Records drawn from a dataset:
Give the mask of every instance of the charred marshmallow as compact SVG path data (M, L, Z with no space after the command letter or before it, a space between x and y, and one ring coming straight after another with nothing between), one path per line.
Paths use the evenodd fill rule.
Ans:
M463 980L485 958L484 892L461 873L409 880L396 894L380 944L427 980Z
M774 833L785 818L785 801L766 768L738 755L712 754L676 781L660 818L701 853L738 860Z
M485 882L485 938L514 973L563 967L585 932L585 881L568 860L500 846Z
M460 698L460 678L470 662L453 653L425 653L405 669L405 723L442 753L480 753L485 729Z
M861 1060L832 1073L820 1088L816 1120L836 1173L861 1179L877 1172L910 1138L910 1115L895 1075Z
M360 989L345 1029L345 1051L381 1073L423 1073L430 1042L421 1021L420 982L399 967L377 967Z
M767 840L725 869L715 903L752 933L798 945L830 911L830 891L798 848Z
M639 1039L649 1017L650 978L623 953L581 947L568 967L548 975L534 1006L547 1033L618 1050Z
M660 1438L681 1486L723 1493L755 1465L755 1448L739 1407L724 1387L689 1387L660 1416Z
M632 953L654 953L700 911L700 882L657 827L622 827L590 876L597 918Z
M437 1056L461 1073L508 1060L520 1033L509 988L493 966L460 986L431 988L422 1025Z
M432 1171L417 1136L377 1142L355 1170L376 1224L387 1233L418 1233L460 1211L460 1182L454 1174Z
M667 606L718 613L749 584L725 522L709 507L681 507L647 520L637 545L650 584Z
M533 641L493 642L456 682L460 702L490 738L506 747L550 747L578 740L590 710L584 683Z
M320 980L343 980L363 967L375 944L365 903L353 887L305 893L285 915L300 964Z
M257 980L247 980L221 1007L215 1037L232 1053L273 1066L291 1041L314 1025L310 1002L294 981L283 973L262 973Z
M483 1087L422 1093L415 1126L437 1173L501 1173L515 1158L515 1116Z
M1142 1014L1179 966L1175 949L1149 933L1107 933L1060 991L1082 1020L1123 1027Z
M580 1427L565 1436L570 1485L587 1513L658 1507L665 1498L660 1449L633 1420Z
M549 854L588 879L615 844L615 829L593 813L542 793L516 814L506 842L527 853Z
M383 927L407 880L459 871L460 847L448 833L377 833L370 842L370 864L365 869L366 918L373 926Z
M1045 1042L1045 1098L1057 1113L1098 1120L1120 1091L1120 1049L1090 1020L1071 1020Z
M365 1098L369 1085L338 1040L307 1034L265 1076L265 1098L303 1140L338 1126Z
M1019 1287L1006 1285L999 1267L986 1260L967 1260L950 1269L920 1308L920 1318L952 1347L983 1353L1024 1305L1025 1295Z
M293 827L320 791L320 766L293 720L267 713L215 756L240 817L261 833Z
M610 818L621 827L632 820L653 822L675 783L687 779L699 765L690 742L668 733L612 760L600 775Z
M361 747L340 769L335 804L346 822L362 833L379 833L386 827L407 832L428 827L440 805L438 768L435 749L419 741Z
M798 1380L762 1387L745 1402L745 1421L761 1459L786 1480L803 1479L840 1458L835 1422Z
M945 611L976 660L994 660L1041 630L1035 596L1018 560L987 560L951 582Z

• _REQUIREMENT_
Output all of the data exactly.

• _RESPONSE_
Give the mask of every instance of the charred marshmallow as compact SVG path data (M, L, Z with no space after the command letter or before it, a space between x and y, and one ring coming straight after another with nothing between), one path per line.
Paths use the evenodd fill rule.
Ans:
M463 980L485 958L484 892L461 873L409 880L396 894L380 944L427 980Z
M774 833L785 818L785 801L766 768L738 755L712 754L676 781L660 818L701 853L738 860Z
M485 882L485 938L514 973L563 967L585 932L585 881L568 860L500 846Z
M460 698L460 678L470 662L453 653L425 653L405 669L405 723L442 753L480 753L485 729Z
M861 1060L832 1073L820 1088L816 1120L836 1173L861 1179L877 1172L910 1138L910 1115L895 1075Z
M360 989L345 1029L345 1051L381 1073L423 1073L430 1042L421 1021L420 982L399 967L377 967Z
M767 840L725 869L715 903L752 933L798 945L830 911L830 891L798 848Z
M639 1039L649 1017L650 978L623 953L581 947L568 967L548 975L534 1006L547 1033L618 1050Z
M660 1438L681 1486L723 1493L755 1465L755 1448L739 1407L724 1387L689 1387L660 1416Z
M632 953L654 953L700 911L700 882L657 827L622 827L590 876L597 918Z
M437 1056L461 1073L508 1060L520 1033L509 988L493 966L460 986L431 988L422 1025Z
M432 1171L417 1136L377 1142L355 1170L376 1224L387 1233L418 1233L460 1211L460 1182L454 1174Z
M667 606L718 613L749 584L725 522L709 507L681 507L647 520L637 545L650 584Z
M533 641L493 642L456 682L460 702L490 738L506 747L550 747L578 740L590 710L584 683Z
M320 980L343 980L363 967L375 944L365 903L353 887L305 893L285 915L300 964Z
M257 980L247 980L221 1007L215 1037L232 1053L273 1066L291 1041L314 1025L310 1002L294 981L283 973L262 973Z
M483 1087L422 1093L415 1126L437 1173L501 1173L515 1158L515 1116Z
M1142 1014L1179 966L1175 949L1149 933L1107 933L1060 991L1082 1020L1123 1027Z
M580 1427L565 1436L570 1485L587 1513L658 1507L665 1498L660 1449L633 1420Z
M549 854L588 879L615 844L615 829L593 813L542 793L516 814L506 842L527 853Z
M383 927L407 880L459 871L460 847L448 833L377 833L370 842L370 864L365 869L366 918L373 926Z
M1045 1042L1045 1098L1057 1113L1098 1120L1120 1091L1120 1049L1090 1020L1071 1020Z
M365 1098L369 1085L338 1040L307 1034L265 1076L265 1098L303 1140L338 1126Z
M1019 1287L1006 1285L999 1267L986 1260L967 1260L950 1269L920 1308L920 1318L952 1347L983 1353L1024 1305L1025 1295Z
M293 827L320 791L320 766L293 720L267 713L215 756L240 817L261 833Z
M610 818L621 827L632 820L653 822L675 783L687 779L699 765L690 742L668 733L612 760L600 775Z
M361 747L340 769L335 804L346 822L362 833L379 833L386 827L407 832L428 827L440 805L438 768L435 749L419 741Z
M798 1380L762 1387L745 1402L745 1421L761 1459L786 1480L803 1479L840 1458L835 1422Z
M945 611L976 660L994 660L1041 630L1035 596L1018 560L987 560L951 582Z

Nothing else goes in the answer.